Shift the bounding boxes in the lines starting at the one containing "Identify the wooden picture" and ending at the one containing "top-left (7, 25), bottom-right (220, 244)": rewrite each of those lines, adding 10 to every coordinate of the returned boxes and leaving everything else unchanged.

*** Task data ***

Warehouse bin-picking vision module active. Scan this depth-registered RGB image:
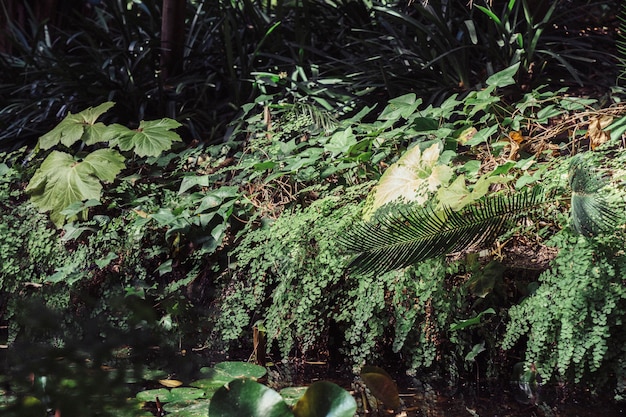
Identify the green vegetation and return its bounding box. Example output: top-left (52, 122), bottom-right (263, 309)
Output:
top-left (0, 0), bottom-right (626, 416)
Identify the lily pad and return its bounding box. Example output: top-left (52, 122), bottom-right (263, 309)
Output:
top-left (136, 387), bottom-right (204, 403)
top-left (280, 387), bottom-right (308, 407)
top-left (361, 366), bottom-right (400, 409)
top-left (214, 362), bottom-right (267, 379)
top-left (209, 379), bottom-right (290, 417)
top-left (293, 381), bottom-right (356, 417)
top-left (163, 398), bottom-right (210, 417)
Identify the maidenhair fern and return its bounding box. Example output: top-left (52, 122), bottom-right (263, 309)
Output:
top-left (617, 2), bottom-right (626, 85)
top-left (502, 229), bottom-right (626, 382)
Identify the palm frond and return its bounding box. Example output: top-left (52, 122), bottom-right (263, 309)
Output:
top-left (569, 155), bottom-right (617, 237)
top-left (340, 187), bottom-right (548, 273)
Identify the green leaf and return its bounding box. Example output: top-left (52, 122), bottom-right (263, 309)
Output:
top-left (82, 149), bottom-right (126, 182)
top-left (339, 187), bottom-right (546, 274)
top-left (324, 127), bottom-right (356, 156)
top-left (450, 308), bottom-right (496, 331)
top-left (136, 387), bottom-right (204, 403)
top-left (363, 143), bottom-right (452, 219)
top-left (214, 361), bottom-right (267, 379)
top-left (111, 118), bottom-right (182, 157)
top-left (486, 62), bottom-right (520, 88)
top-left (293, 381), bottom-right (356, 417)
top-left (361, 366), bottom-right (400, 410)
top-left (39, 101), bottom-right (115, 149)
top-left (178, 175), bottom-right (209, 195)
top-left (26, 149), bottom-right (124, 227)
top-left (280, 387), bottom-right (307, 407)
top-left (26, 151), bottom-right (102, 227)
top-left (378, 93), bottom-right (422, 121)
top-left (209, 379), bottom-right (293, 417)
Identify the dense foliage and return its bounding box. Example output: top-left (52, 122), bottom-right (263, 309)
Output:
top-left (0, 0), bottom-right (626, 414)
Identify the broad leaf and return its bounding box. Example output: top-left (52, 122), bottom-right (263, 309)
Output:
top-left (293, 381), bottom-right (356, 417)
top-left (361, 366), bottom-right (400, 409)
top-left (209, 379), bottom-right (293, 417)
top-left (486, 62), bottom-right (520, 88)
top-left (39, 101), bottom-right (115, 149)
top-left (339, 187), bottom-right (546, 274)
top-left (26, 149), bottom-right (124, 227)
top-left (112, 118), bottom-right (182, 157)
top-left (363, 143), bottom-right (452, 220)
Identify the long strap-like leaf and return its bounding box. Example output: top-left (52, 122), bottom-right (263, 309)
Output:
top-left (340, 187), bottom-right (546, 273)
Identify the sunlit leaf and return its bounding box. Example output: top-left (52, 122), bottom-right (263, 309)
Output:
top-left (280, 387), bottom-right (308, 407)
top-left (486, 62), bottom-right (520, 88)
top-left (159, 379), bottom-right (183, 388)
top-left (26, 149), bottom-right (124, 227)
top-left (363, 143), bottom-right (452, 219)
top-left (39, 101), bottom-right (115, 149)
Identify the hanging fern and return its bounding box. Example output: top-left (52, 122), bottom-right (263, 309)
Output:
top-left (569, 155), bottom-right (617, 237)
top-left (340, 187), bottom-right (547, 273)
top-left (616, 2), bottom-right (626, 85)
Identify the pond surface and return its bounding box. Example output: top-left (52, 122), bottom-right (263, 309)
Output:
top-left (0, 349), bottom-right (625, 417)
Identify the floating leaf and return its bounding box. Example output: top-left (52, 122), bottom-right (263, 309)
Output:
top-left (163, 399), bottom-right (210, 417)
top-left (361, 366), bottom-right (400, 410)
top-left (293, 381), bottom-right (356, 417)
top-left (280, 387), bottom-right (308, 407)
top-left (136, 387), bottom-right (204, 403)
top-left (159, 379), bottom-right (183, 388)
top-left (214, 362), bottom-right (267, 379)
top-left (39, 101), bottom-right (115, 149)
top-left (209, 379), bottom-right (290, 417)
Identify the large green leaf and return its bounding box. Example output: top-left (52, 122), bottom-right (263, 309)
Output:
top-left (361, 366), bottom-right (400, 409)
top-left (110, 118), bottom-right (182, 156)
top-left (209, 379), bottom-right (293, 417)
top-left (293, 381), bottom-right (356, 417)
top-left (363, 143), bottom-right (452, 220)
top-left (339, 187), bottom-right (546, 273)
top-left (26, 149), bottom-right (124, 227)
top-left (39, 101), bottom-right (115, 149)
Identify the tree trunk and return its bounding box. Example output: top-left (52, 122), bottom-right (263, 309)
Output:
top-left (161, 0), bottom-right (187, 82)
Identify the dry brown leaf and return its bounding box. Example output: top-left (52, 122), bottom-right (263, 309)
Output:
top-left (587, 115), bottom-right (613, 150)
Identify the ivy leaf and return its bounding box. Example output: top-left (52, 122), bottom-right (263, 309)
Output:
top-left (26, 149), bottom-right (124, 227)
top-left (324, 127), bottom-right (356, 156)
top-left (39, 101), bottom-right (115, 149)
top-left (112, 118), bottom-right (182, 157)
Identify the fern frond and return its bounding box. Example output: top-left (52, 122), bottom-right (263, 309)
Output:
top-left (569, 155), bottom-right (617, 237)
top-left (293, 102), bottom-right (338, 131)
top-left (340, 187), bottom-right (547, 273)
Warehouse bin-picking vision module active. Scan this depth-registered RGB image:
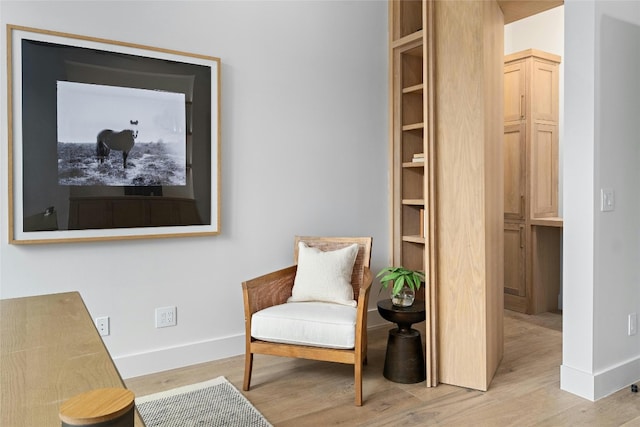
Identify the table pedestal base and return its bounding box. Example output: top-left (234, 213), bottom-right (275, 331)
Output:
top-left (383, 328), bottom-right (426, 384)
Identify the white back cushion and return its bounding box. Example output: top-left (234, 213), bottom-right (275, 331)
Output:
top-left (287, 242), bottom-right (358, 307)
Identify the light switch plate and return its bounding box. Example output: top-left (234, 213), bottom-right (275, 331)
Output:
top-left (600, 188), bottom-right (616, 212)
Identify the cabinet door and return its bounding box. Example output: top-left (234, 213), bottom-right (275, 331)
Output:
top-left (504, 60), bottom-right (526, 122)
top-left (504, 222), bottom-right (527, 300)
top-left (531, 59), bottom-right (558, 123)
top-left (531, 123), bottom-right (558, 218)
top-left (503, 123), bottom-right (526, 220)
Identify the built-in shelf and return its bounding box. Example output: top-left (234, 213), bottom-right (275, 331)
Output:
top-left (402, 161), bottom-right (424, 168)
top-left (402, 123), bottom-right (424, 131)
top-left (391, 30), bottom-right (422, 49)
top-left (402, 236), bottom-right (425, 245)
top-left (402, 83), bottom-right (424, 94)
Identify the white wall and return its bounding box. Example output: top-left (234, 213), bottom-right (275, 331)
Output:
top-left (561, 0), bottom-right (640, 400)
top-left (0, 1), bottom-right (389, 377)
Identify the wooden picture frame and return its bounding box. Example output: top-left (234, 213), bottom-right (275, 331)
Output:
top-left (7, 25), bottom-right (220, 244)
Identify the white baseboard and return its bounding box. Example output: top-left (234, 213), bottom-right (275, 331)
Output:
top-left (113, 334), bottom-right (245, 379)
top-left (113, 310), bottom-right (389, 379)
top-left (560, 357), bottom-right (640, 402)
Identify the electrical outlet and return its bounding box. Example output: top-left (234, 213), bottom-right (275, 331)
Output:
top-left (96, 316), bottom-right (109, 337)
top-left (156, 306), bottom-right (178, 328)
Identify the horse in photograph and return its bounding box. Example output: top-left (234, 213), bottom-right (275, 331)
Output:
top-left (96, 124), bottom-right (138, 169)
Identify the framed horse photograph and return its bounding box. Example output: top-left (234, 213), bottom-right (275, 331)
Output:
top-left (7, 25), bottom-right (221, 244)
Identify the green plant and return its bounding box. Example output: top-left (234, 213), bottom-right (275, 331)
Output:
top-left (376, 267), bottom-right (424, 296)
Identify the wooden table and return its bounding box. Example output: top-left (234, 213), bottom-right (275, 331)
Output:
top-left (0, 292), bottom-right (144, 427)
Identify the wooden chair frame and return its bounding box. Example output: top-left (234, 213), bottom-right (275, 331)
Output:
top-left (242, 236), bottom-right (373, 406)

***

▶ _Written solution_
Identify the wooden picture frame and return its bounding box. Example output: top-left (234, 213), bottom-right (275, 331)
Output:
top-left (17, 35), bottom-right (230, 254)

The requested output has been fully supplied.